TEXTE SOURCE:
# # # # #

JAMAIN Raymond [JAMAIN Paul, Raymond]

Par Alain Dalançon, Alain Léger

Né le 6 mai 1918 à Saint-Agnant-les-Marais (Charente-Inférieure), mort le 6 janvier 2014 à Châtellerault (Vienne) ; artisan plâtrier ; militant communiste ; résistant des Francs Tireurs et Partisans ; déporté ; secrétaire départemental de la Vienne de la FNDIRP ; militant syndicaliste de la CAFEB.

Raymond Jamain à la sortie des camps
Raymond Jamain à la sortie des camps

Paul Jamain, dont le premier prénom devait être Raymond selon le vœu de sa mère Jeanne Magnaux, était le troisième fils d’une famille de dix enfants, dont le père, Amédée, ouvrier forgeron-maréchal-ferrant, occupa divers emplois par la suite (docker à La Pallice, ostréiculteur, ouvrier à la base aéronautique de Rochefort). Ce dernier avait fait durant sa jeunesse un tour de France professionnel, était syndicaliste à la CGTU, militait à la Ligue des droits de l’Homme et au Comité Amsterdam-Pleyel ; son oncle Alphonse Magnaux* était cheminot, militant communiste à Saintes.

Paul-Raymond commença à travailler à Rochefort comme plâtrier en 1932 et, suivant l’exemple de ses deux frères aînés, André et René, il adhéra aux Jeunesses communistes en 1935 et devint responsable du cercle rochefortais en 1937. Avec André, René, sa sœur Yvette et son plus jeune frère Maurice, il appartenait au groupe de jeunes militants communistes actifs à Rochefort durant les années du Front populaire, vendant L’Avant-Garde et l’Humanité. Il se maria en 1938 et de ce premier mariage eut deux fils, Pierre né en 1938 et Daniel né en 1941.

# # # # #

MATÉRIEL FOURNI:
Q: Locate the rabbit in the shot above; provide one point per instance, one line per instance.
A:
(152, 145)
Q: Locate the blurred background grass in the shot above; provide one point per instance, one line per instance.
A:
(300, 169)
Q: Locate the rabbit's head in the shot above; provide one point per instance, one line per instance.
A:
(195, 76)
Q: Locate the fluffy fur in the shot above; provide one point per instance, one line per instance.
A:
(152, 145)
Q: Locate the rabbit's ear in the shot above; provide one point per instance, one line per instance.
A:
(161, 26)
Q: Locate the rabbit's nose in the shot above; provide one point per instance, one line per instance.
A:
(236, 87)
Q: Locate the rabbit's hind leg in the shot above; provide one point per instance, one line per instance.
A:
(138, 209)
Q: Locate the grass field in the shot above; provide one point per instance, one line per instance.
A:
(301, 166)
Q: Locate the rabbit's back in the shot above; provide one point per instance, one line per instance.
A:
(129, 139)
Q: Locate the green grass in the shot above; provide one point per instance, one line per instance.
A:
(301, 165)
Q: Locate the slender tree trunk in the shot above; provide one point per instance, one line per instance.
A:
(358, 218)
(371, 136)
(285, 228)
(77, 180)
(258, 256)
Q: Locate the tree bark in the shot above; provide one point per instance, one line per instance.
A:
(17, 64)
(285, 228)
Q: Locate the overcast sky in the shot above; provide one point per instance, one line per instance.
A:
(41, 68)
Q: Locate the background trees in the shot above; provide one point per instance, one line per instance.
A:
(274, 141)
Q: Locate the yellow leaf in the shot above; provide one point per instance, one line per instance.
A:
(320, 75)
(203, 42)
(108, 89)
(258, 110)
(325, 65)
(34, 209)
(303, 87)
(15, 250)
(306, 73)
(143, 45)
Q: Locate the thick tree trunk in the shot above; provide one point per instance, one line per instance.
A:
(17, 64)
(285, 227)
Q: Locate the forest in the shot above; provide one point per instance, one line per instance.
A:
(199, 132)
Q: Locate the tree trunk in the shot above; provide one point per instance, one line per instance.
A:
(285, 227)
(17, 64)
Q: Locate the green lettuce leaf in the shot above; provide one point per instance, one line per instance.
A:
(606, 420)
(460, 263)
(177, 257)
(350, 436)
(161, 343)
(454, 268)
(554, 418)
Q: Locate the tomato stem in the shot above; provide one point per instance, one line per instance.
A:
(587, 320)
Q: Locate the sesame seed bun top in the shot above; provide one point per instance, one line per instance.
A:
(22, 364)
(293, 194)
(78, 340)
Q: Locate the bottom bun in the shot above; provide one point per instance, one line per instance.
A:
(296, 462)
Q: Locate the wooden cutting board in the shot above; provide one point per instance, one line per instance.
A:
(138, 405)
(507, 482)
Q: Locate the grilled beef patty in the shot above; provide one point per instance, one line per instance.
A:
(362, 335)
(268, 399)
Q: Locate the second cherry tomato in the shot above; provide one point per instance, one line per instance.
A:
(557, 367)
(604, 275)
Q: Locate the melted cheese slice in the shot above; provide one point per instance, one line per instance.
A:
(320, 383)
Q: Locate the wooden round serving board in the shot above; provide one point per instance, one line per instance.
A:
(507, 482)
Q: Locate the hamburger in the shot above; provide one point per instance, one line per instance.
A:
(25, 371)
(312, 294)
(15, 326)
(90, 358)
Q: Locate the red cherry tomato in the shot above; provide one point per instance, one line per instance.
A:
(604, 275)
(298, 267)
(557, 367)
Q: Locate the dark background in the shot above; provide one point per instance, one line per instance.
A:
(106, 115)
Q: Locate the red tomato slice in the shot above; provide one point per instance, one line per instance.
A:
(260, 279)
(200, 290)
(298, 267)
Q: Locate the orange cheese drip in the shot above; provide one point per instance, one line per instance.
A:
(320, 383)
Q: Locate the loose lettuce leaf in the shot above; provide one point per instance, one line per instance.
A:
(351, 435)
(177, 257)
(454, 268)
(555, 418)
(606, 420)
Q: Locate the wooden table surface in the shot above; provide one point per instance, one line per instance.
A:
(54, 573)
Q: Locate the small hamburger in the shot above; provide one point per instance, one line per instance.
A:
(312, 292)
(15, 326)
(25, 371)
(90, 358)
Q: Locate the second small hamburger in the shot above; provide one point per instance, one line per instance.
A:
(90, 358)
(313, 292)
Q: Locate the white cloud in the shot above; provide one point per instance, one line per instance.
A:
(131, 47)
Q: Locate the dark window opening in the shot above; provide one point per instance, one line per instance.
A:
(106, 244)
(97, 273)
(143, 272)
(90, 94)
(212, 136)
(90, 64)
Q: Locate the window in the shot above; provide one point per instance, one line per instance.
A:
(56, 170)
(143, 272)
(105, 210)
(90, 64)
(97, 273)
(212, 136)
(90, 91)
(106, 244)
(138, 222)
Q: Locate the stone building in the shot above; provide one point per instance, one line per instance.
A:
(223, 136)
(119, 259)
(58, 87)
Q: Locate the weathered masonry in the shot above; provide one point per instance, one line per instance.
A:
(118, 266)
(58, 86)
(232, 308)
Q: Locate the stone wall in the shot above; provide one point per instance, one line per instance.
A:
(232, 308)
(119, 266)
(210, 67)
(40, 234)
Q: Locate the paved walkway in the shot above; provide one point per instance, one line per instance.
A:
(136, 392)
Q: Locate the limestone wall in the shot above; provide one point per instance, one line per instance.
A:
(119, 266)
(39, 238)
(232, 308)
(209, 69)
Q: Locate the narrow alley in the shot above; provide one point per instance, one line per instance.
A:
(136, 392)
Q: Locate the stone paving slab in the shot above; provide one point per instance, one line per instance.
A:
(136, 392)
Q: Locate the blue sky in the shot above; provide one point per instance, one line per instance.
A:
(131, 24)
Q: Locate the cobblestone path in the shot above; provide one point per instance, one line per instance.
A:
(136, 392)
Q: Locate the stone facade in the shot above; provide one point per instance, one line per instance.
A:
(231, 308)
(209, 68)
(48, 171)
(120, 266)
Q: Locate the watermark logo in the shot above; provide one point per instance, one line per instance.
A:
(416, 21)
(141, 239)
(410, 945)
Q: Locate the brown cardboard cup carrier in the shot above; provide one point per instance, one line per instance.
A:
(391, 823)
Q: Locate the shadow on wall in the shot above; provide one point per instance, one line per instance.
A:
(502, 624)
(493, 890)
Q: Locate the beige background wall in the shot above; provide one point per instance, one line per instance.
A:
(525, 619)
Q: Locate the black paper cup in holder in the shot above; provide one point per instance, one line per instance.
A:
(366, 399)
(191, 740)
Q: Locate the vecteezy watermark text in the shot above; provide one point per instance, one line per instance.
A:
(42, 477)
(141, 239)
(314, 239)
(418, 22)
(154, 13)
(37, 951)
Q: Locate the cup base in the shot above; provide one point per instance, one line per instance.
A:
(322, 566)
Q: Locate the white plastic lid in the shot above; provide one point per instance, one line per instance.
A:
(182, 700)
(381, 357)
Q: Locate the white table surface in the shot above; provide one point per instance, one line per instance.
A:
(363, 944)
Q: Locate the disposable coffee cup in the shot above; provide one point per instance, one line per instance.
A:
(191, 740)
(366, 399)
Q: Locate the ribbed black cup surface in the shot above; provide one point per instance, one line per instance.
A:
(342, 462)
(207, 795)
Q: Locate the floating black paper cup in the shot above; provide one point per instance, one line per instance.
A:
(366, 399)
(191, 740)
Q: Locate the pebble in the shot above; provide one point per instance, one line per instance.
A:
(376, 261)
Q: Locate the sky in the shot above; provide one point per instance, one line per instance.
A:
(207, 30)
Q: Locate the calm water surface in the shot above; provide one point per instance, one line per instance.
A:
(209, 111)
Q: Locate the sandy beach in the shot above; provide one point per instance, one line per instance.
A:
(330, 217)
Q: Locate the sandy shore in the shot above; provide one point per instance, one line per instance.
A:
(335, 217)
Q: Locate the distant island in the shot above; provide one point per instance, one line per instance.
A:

# # # # #

TRAVAIL DEMANDÉ:
(a) Indiquez si chaque affirmation concorde avec la notice sur Raymond Jamain, en répondant par oui ou non et en citant les mots décisifs de la notice.
(i) Le père de Raymond Jamain a travaillé comme docker à La Pallice.
(ii) Raymond Jamain a adhéré aux Jeunesses communistes en 1937.
(iii) Raymond Jamain est mort à Saintes.
(b) Répondez brièvement à ces questions d'après la notice sur Raymond Jamain.
(i) Quel métier Raymond Jamain commença-t-il à exercer à Rochefort en 1932 ?
(ii) Combien d'enfants comptait sa famille ?
(iii) Quels journaux vendait le groupe de jeunes militants communistes de Rochefort ?
(c) Rédigez la suite de la notice sur Raymond Jamain, en partant de sa dernière phrase.
Le matériel fourni n'a aucun rôle dans ce travail.

RÉPONSES RÉDIGÉES:
(a)
(i) Oui : « docker à La Pallice ».
(ii) Non : « il adhéra aux Jeunesses communistes en 1935 et devint responsable du cercle rochefortais en 1937 ».
(iii) Non : « mort le 6 janvier 2014 à Châtellerault (Vienne) ».

(b)
(i) Plâtrier.
(ii) Dix.
(iii) L'Avant-Garde et l'Humanité.

(c)
Mobilisé en octobre 1938, Raymond fut maintenu sous les drapeaux après l’armistice de juin 1940 jusqu’en février 1941. À la fin de l’année 1940-début de l’année 1941, il était affecté à la garde d’un parc de matériel à Céret (Pyrénées-Orientales), où il subtilisa quelques revolvers qu’il rapporta à Rochefort lorsqu’il fut démobilisé ; il en garda un et confia les autres à son oncle Alphonse Magnaux. Il reprit contact avec les réseaux clandestins du Parti communiste et fut chargé auprès de son frère René, responsable du triangle de direction de la région de Rochefort du Front national et des FTP, et de son frère André, d’organiser un groupe de résistants FTP à Rochefort (confection et distribution de tracts, protection lors de l’organisation des déraillements sur la ligne Nantes-Bordeaux notamment à Saint Savinien et entre Chatelaillon et Angoulins près de La Rochelle). En 1942, il travaillait à La Rochelle pour un patron de Saint-Jean d’Angély, ce qui lui permettait de fournir des renseignements sur les mouvements des bâtiments de guerre dans le port de La Pallice.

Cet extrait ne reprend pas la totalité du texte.